## Begin DATA EXCERPTS

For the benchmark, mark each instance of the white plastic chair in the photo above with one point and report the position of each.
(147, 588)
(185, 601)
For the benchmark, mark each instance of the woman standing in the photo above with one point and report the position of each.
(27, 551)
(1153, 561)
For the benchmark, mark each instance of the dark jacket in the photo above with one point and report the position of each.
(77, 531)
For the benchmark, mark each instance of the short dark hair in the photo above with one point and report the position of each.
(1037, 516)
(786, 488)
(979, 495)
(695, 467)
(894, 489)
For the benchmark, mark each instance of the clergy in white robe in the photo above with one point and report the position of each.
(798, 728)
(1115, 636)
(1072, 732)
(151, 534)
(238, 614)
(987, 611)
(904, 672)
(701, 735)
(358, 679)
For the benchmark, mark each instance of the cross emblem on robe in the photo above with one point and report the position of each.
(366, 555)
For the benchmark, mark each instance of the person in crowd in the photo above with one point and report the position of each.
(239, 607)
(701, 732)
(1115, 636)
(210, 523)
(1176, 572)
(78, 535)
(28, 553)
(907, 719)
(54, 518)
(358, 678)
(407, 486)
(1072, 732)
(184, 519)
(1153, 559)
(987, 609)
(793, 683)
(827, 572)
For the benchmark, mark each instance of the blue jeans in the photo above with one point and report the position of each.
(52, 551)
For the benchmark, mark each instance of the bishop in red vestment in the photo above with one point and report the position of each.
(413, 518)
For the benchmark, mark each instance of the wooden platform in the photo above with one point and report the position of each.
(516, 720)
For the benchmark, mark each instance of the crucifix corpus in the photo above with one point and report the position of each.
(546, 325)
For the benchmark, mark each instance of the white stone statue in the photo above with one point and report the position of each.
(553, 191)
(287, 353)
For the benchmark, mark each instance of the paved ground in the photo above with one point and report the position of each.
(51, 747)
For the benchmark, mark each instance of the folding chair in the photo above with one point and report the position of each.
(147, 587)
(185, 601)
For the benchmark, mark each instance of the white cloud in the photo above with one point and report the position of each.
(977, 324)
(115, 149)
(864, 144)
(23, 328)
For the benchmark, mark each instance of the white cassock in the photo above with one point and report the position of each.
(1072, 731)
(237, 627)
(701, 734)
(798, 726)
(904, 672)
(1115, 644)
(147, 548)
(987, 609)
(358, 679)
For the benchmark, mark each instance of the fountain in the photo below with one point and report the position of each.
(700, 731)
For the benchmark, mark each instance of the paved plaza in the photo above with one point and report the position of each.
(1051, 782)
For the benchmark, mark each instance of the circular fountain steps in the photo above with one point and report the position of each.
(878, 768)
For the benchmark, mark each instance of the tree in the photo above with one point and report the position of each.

## End DATA EXCERPTS

_WHAT YOU SHOULD DO_
Please put the part of the records that opens with the line containing "For the benchmark, mark each instance of the paved ground" and closes with the last line of the records into a numbered list, leaving out any blank lines.

_RESPONSE TO THE TASK_
1. For the benchmark, mark each instance of the paved ground in the photo above with one point and report the position of each.
2. (51, 747)
3. For the benchmark, mark each instance of the folding chair in the photo above with one point and report the position of each.
4. (147, 587)
5. (185, 601)
6. For the benchmark, mark each instance of the white cloud in the photo above with one point and report the position of each.
7. (977, 324)
8. (115, 149)
9. (864, 144)
10. (23, 328)
11. For the benchmark, mark each instance of the white cassock in the photo above with one point and report the position of each.
12. (1072, 731)
13. (237, 627)
14. (701, 734)
15. (798, 726)
16. (904, 672)
17. (1115, 644)
18. (147, 548)
19. (987, 609)
20. (358, 679)
21. For the benchmark, mark each instance of the fountain in the photo below with one point and report the position of each.
22. (700, 731)
23. For the benchmark, mark each instance of the paved plaza in the photo above with one point and report the position of each.
24. (1051, 782)
25. For the benchmark, mark each instance of the circular fountain steps in the photo above with one point and report the position of each.
26. (878, 768)
27. For the benchmark, mark each instance of the tree in the photo above with one point and report the position of each.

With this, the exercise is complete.